_TEXT_.
○ ○ ○ ○
However small this incident sounds, it sent an emotionally powerful message to a little girl, who didn't know why her father had no interest in spending time with her, anymore. Around this time, there were other signs that I had somehow gotten on my father's bad side, only I was a good and loving child, so I just couldn't comprehend how this relational nightmare had happened to me! When we were putting up the family Christmas tree one year, my baby sister was there in her bassinet. Wanting to include her in the festivities, as I had acted as a miniature surrogate mother to her ever since her arrival in our household, I placed a few of the silvery strands of tinsel above her, on the handle of the bassinet. My father snapped at me, scowling as he scolded me to "GET THAT OFF OF THERE!" While his concern was likely that the tinsel might fall in to the bassinet, and perhaps become a choking hazard for the baby, I would not have had any awareness of this type of potential danger to her, when I was so small myself. He never explained any of that to me, anyway, or simply directed me to remove it in a more kind or understanding way, which wouldn't come across to me as if I had somehow just committed an inexcusable crime of some sort. My feeling of always walking on eggshells, with him, began.

Once, he was lying on the couch in the living room and playing a made up game with us kids. It was special because my father didn't do a lot of this type of thing with us, and every child wants to interact with their dad, especially in a fun way. He was pretending to be a kind of monster, like a giant octopus, catching us in his clutches and holding us captive briefly by our arms before letting us go. We would then run back to the other side of the room, squealing with delight that we were free, before each of us, in turn, would run toward him another time, and be captured all over again. This went on for several cycles, with my dad as much into the game as we children were, making monster-like noises as he caught us in his grasp once more. After awhile, he apparently got carried away with it, though, because on one of my turns, he held me so tightly by the wrist that it hurt me, and I reacted to that by crying out in pain. Seeing my discomfort from that as being displeasure with him, he let go and flung my arm away from him.

Running back to the other side of the room, as my siblings took their turns, I felt my wrist stinging from the grip he had held me with, that last turn I had with him, and my skin was very red there as well. The next time that I ran up to him, confident that he would simply be more careful about how hard he was holding me, he wouldn't even look at me, and he would no longer play with me at all. He just acted as if I were invisible to him. I tried to continue with the others, in the game with him, but because I had said "Ow!" when I had been genuinely hurt by his roughness with me, he would no longer let me participate. So, I finally quit trying, and left the room, with tears welling up in my eyes, both from the pain I still felt in my wrist and from his shutting me out of the fun with him and my siblings.
○ ○ ○ ○
Coordinate annotation entries
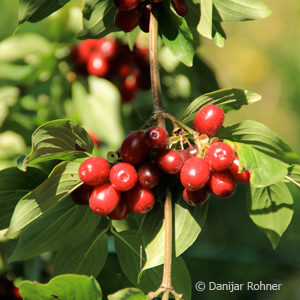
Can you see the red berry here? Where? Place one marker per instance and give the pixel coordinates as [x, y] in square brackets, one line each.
[104, 199]
[180, 7]
[97, 65]
[170, 161]
[222, 184]
[133, 149]
[156, 138]
[121, 211]
[219, 156]
[82, 194]
[209, 119]
[149, 175]
[197, 197]
[244, 176]
[128, 20]
[123, 176]
[140, 200]
[194, 173]
[94, 171]
[127, 4]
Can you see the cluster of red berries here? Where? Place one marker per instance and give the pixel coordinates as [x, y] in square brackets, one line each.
[112, 59]
[131, 13]
[204, 167]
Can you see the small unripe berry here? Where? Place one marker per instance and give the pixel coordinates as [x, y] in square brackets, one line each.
[94, 171]
[219, 156]
[209, 119]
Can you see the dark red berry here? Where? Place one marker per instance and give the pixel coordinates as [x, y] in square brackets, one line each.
[197, 197]
[133, 149]
[140, 200]
[97, 65]
[104, 199]
[123, 176]
[244, 176]
[180, 7]
[209, 119]
[121, 211]
[82, 194]
[156, 138]
[128, 20]
[222, 184]
[194, 173]
[170, 161]
[149, 175]
[94, 171]
[219, 156]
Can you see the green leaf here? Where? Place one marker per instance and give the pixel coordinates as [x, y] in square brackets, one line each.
[265, 170]
[176, 34]
[56, 230]
[271, 209]
[127, 294]
[99, 109]
[36, 10]
[66, 287]
[88, 258]
[228, 99]
[14, 184]
[260, 137]
[60, 183]
[98, 19]
[59, 139]
[240, 10]
[131, 257]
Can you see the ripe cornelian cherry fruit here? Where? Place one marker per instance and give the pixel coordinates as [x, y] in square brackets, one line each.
[222, 184]
[197, 197]
[194, 173]
[133, 149]
[156, 138]
[140, 200]
[209, 119]
[121, 211]
[97, 65]
[149, 175]
[104, 199]
[170, 161]
[94, 171]
[244, 176]
[219, 156]
[82, 194]
[123, 176]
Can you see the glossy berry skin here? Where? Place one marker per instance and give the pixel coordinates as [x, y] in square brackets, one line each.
[97, 65]
[149, 175]
[123, 177]
[197, 197]
[121, 211]
[209, 119]
[94, 171]
[128, 20]
[104, 199]
[194, 173]
[82, 194]
[222, 184]
[170, 161]
[133, 149]
[219, 156]
[180, 7]
[156, 138]
[244, 176]
[140, 200]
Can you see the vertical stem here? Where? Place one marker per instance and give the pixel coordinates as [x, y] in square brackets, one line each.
[158, 107]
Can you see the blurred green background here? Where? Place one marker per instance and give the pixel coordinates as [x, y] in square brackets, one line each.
[262, 56]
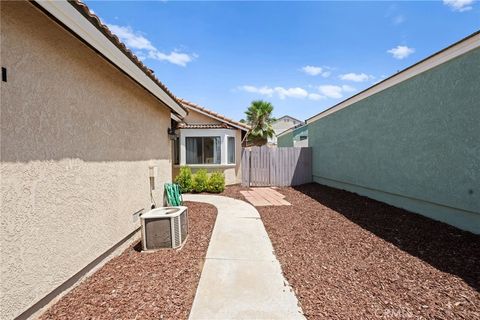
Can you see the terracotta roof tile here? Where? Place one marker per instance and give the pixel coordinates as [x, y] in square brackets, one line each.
[194, 106]
[95, 20]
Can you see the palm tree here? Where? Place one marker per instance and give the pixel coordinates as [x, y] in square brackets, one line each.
[259, 117]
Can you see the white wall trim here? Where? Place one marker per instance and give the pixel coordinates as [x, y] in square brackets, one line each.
[431, 62]
[75, 21]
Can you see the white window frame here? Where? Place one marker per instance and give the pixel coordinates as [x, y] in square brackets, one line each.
[222, 133]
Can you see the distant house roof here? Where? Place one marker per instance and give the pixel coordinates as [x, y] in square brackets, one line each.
[460, 47]
[290, 117]
[75, 16]
[214, 115]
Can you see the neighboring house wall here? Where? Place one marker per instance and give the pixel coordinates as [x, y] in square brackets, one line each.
[282, 124]
[414, 145]
[300, 136]
[77, 140]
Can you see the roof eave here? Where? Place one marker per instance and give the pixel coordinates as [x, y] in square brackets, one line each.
[70, 15]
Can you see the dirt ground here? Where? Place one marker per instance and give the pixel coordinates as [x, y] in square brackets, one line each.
[135, 285]
[350, 257]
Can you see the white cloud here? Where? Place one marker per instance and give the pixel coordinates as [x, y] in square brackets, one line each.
[291, 92]
[265, 91]
[315, 96]
[281, 92]
[401, 52]
[315, 71]
[398, 19]
[331, 91]
[323, 92]
[356, 77]
[459, 5]
[145, 49]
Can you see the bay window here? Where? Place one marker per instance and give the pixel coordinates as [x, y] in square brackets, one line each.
[207, 147]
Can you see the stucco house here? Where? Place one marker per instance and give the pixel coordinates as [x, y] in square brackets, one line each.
[281, 125]
[84, 128]
[208, 140]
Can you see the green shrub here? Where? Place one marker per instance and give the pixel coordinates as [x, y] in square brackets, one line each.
[184, 179]
[200, 180]
[216, 182]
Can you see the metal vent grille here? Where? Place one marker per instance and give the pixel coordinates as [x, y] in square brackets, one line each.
[157, 233]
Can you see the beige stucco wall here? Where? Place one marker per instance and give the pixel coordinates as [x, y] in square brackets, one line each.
[77, 140]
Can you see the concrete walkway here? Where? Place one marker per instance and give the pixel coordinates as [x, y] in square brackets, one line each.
[241, 278]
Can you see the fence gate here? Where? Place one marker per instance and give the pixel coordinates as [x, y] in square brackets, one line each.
[280, 167]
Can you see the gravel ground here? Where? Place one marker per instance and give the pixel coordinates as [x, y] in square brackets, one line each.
[350, 257]
[135, 285]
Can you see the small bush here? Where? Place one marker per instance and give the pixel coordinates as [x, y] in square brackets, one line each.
[216, 182]
[200, 180]
[184, 179]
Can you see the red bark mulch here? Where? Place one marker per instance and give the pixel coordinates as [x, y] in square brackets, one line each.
[135, 285]
[351, 257]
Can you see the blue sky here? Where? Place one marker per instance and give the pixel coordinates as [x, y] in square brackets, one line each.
[302, 56]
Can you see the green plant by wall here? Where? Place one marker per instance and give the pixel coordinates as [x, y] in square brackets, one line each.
[216, 182]
[200, 180]
[185, 180]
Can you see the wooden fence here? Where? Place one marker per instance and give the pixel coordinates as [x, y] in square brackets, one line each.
[280, 167]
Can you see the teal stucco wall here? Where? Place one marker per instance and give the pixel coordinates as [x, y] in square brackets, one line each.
[415, 145]
[285, 140]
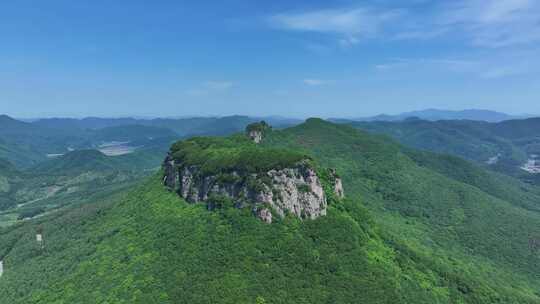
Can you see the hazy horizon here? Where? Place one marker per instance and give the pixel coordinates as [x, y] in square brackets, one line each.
[278, 116]
[296, 59]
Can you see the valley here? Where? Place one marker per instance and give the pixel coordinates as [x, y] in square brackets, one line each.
[412, 225]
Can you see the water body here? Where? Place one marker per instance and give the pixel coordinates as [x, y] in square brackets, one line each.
[116, 148]
[532, 165]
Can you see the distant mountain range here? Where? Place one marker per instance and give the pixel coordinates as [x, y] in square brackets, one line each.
[436, 114]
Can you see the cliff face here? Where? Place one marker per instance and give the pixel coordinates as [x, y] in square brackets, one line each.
[297, 189]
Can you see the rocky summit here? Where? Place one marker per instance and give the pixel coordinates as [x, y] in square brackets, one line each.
[262, 179]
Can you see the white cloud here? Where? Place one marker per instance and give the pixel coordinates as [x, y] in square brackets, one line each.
[495, 23]
[219, 85]
[315, 82]
[350, 24]
[482, 23]
[492, 67]
[209, 87]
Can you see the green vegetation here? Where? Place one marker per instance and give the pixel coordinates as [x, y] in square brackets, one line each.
[509, 143]
[258, 126]
[416, 227]
[217, 155]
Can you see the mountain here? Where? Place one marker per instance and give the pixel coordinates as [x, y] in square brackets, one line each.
[29, 143]
[181, 126]
[414, 227]
[435, 115]
[505, 146]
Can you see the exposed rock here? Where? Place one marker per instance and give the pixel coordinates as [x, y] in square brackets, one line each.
[297, 190]
[256, 136]
[338, 185]
[265, 215]
[255, 131]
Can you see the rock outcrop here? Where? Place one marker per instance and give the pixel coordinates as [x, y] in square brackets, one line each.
[297, 190]
[255, 131]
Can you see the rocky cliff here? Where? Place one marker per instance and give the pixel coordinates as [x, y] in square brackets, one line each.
[295, 188]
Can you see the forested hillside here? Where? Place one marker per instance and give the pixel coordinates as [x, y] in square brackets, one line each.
[409, 231]
[511, 147]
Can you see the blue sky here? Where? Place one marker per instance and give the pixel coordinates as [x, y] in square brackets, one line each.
[290, 58]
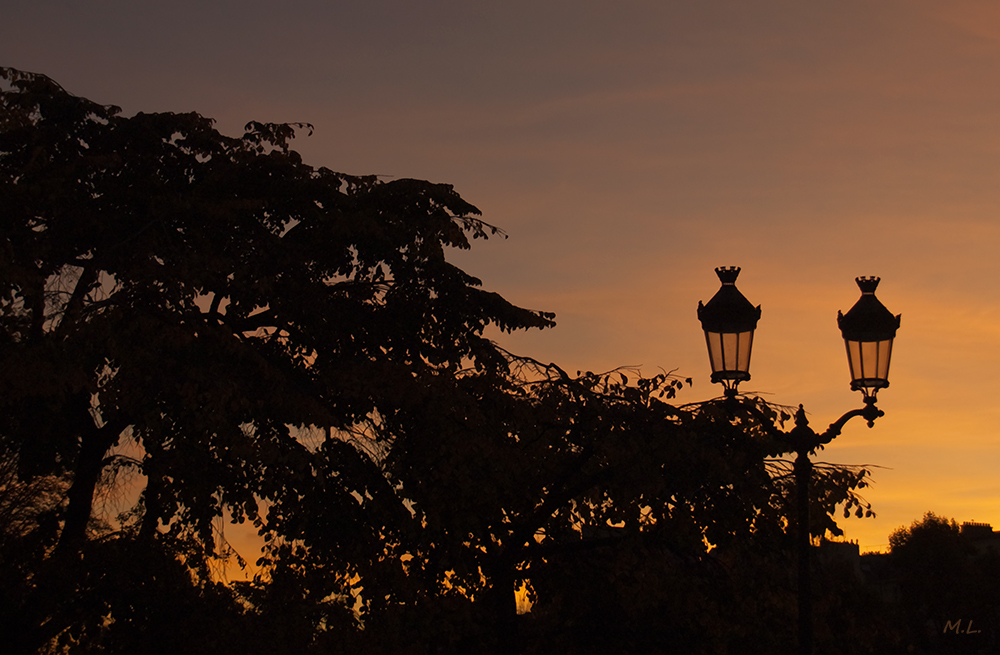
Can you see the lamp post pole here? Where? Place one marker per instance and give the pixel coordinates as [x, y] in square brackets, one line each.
[729, 321]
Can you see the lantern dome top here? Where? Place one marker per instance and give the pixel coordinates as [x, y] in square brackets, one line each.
[868, 284]
[868, 319]
[728, 274]
[728, 311]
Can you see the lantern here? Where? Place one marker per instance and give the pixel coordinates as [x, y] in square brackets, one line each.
[729, 320]
[868, 330]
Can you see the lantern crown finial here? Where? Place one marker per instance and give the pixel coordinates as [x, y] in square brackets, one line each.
[728, 274]
[868, 284]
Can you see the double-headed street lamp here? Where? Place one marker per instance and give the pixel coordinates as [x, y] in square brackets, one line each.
[729, 321]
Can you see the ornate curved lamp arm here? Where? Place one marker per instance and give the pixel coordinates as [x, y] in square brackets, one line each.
[803, 438]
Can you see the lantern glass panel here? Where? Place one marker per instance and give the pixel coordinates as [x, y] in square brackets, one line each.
[729, 354]
[869, 362]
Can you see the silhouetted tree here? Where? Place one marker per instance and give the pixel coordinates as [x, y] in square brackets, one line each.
[202, 298]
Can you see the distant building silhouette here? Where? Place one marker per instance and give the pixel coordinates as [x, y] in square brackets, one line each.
[981, 536]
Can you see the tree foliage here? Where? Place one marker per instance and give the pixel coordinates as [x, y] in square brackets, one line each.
[250, 337]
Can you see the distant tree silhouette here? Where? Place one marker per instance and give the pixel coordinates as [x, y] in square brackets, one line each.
[950, 599]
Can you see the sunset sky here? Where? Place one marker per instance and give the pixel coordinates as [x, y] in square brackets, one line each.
[628, 149]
○ ○ ○ ○
_WRITTEN INSTRUCTION_. Carry on the childhood memoir about the narrator's father, picking up right after its final sentence. The records play no part in what comes next.

_EXERCISE RESPONSE_.
I have always remembered that incident, because it sent an extremely strong signal to me, as a little girl. The message that I got, which my father had communicated so clearly to me by how he had treated me, after I spoke out from being hurt by him, was that I had to allow men to hurt me, without speaking up about it, beginning with him, in order for me to receive any attention or affection from them at all. I was also being taught to believe that I was merely treated by a man as I deserved to be, which meant that there was no problem then, unless I made it in to one by using my voice to protest, on my own behalf; something which apparently put me in the wrong.

What my dad taught me that day, when I was 7 years old, would affect my relationships with men for the rest of my life, and be something, deep down inside me, that I would have to consciously and conscientiously counteract. It influenced how men were allowed to treat me, and my remaining in a relationship with them in ways that weren't good for me. It affected whom I would end up marrying, and why, with me always settling for men that in some way or other had not, and were not, treating me very well, from my feeling unworthy of better, based on what I was raised to believe about myself. It left me feeling uncertain about my being entitled to hold men accountable to respect and value me, from my being taught that I had no chance to be loved if I did not go along to get along, as my dad had shown me I had to do, with him, all those years ago.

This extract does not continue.